**Directions for this task:** Copy all of the material below line for line, leaving every character as it appears.

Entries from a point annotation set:

— BEGIN —

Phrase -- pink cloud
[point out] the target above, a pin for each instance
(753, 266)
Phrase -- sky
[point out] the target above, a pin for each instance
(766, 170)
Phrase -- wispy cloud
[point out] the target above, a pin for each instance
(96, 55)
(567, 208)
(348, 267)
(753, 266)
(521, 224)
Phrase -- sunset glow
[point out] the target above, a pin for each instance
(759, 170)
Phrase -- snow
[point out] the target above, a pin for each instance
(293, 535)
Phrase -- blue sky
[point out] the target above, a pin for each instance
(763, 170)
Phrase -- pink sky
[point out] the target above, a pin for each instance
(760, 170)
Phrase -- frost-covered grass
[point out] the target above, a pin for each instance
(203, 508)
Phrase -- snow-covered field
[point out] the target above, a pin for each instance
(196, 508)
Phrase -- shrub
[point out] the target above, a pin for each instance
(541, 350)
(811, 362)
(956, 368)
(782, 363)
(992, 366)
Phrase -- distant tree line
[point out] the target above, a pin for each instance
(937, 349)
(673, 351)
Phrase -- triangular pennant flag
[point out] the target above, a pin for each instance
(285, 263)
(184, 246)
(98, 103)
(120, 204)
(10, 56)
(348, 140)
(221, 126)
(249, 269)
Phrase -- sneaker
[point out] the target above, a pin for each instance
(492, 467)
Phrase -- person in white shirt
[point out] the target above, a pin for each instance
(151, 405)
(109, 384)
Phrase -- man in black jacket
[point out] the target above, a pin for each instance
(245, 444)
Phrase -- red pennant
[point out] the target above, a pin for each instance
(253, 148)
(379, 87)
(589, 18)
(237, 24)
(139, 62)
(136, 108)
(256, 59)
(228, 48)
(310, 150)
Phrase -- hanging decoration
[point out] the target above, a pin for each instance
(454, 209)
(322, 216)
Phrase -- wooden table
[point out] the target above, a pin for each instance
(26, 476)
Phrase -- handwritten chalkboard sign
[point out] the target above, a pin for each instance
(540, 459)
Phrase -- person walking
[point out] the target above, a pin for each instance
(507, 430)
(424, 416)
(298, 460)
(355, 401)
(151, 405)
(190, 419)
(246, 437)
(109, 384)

— END —

**Task response:**
Phrase -- pink cloud
[point out] the target above, a pin for each instance
(753, 266)
Phrase -- sky
[point out] the target above, a pin for each instance
(766, 170)
Phrase -- wispy cloud
[point out] the target above, a pin for each instance
(96, 55)
(567, 208)
(348, 267)
(753, 266)
(521, 224)
Phrase -- sunset glow
[point out] the target above, a pin for each instance
(759, 170)
Phrase -- snow
[point out] the target above, a pin for each instance
(293, 535)
Phrase -- blue sky
[point out] the target above, a pin for each instance
(763, 170)
Phrase -- pink sky
[point out] the target above, a pin for each instance
(760, 170)
Phrase -- frost-covered grass
[point out] the target above, a pin for each instance
(203, 508)
Phrase -- snow-covered field
[point out] the target above, a pin for each instance
(196, 508)
Phrase -- shrub
[point out] the target above, a pin for each instance
(541, 350)
(811, 362)
(956, 368)
(782, 363)
(992, 366)
Phrase -- distant tree line
[point out] the target above, a pin for each instance
(937, 349)
(673, 351)
Phrase -- triangular pennant flag
[point out] the target above, a pin for each instance
(285, 263)
(184, 246)
(98, 103)
(120, 204)
(10, 56)
(348, 140)
(221, 126)
(249, 269)
Phrase -- sneaker
[point out] the target above, a pin for each instance
(492, 467)
Phrase -- person in white shirt
[point out] the target above, a pin for each instance
(151, 405)
(109, 384)
Phrase -- man in black jacket
[point out] the target above, a pin for each instance
(245, 444)
Phrase -- red pennant
[point out] the target above, a pin for each instance
(253, 148)
(379, 87)
(589, 18)
(237, 24)
(139, 62)
(136, 108)
(256, 59)
(228, 48)
(310, 150)
Phrase -- hanging decoration
[point out] the target above, a pin for each instance
(454, 209)
(322, 216)
Phrase -- wooden table
[point out] the target above, a pin for each instance
(26, 476)
Phrase -- handwritten chalkboard sign
[point out] the target above, a pin for each instance
(540, 459)
Phrase -- person walking
[point out] the target above, a pin for each instance
(507, 430)
(424, 416)
(298, 460)
(355, 401)
(151, 405)
(190, 419)
(246, 437)
(109, 384)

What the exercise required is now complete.